Available data Start Marker

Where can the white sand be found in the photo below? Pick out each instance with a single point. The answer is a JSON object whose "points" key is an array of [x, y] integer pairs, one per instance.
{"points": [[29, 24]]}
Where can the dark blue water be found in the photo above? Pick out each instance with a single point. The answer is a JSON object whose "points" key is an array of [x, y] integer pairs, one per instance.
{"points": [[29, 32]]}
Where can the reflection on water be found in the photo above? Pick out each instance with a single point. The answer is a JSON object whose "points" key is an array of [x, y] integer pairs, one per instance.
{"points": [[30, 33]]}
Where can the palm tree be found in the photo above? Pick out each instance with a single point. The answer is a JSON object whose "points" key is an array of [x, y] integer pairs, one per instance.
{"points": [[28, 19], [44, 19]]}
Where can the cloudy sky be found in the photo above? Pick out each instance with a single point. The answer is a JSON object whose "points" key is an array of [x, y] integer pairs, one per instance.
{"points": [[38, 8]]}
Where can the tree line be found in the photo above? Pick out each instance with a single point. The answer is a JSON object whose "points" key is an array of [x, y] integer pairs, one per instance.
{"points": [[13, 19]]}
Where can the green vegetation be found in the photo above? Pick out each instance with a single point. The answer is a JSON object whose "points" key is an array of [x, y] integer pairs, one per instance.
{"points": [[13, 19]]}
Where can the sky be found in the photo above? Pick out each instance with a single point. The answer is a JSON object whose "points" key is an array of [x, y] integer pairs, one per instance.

Available data End Marker

- What you need to do
Every record, from the first to the last, should be transcribed exactly.

- Solved exercise
Where can the white sand be found in the photo below? Pick out each instance with a single point. The answer is a JSON object whose "points" key is an array of [x, y] integer pairs, one per instance.
{"points": [[29, 24]]}
Where can the dark blue water be found in the photo above? Pick out each instance with a single point. The answer is a JSON object whose "points" key is an array of [x, y] integer pairs, one per instance.
{"points": [[29, 32]]}
Where can the reflection on water be found in the photo above? Pick out each instance with a single point. The answer is a JSON object whose "points" key is an array of [x, y] integer pairs, one per instance.
{"points": [[30, 33]]}
Where can the palm tree be found in the photo above? Pick out each instance with a single point. The answer is a JSON object whose "points" key is an array of [x, y] integer pairs, one per instance.
{"points": [[28, 19], [44, 19]]}
Where can the cloudy sky be found in the photo above? Pick out each instance with a single point. The answer is a JSON object whose "points" key is an array of [x, y] integer pairs, one per instance.
{"points": [[38, 8]]}
Where can the tree line be found in the photo above? Pick out each instance with a single point. The answer is a JSON object whose "points" key is an array of [x, y] integer pairs, one per instance.
{"points": [[13, 19]]}
Where can the green vegetation be found in the photo above? Pick out each instance with a single point. The answer is a JSON object whose "points" key is an array of [x, y] integer pairs, one per instance.
{"points": [[13, 19]]}
Where can the sky be found in the photo above? Pick out each instance with a single point. The answer is a JSON object whose "points" key is an array of [x, y] integer pairs, one per instance.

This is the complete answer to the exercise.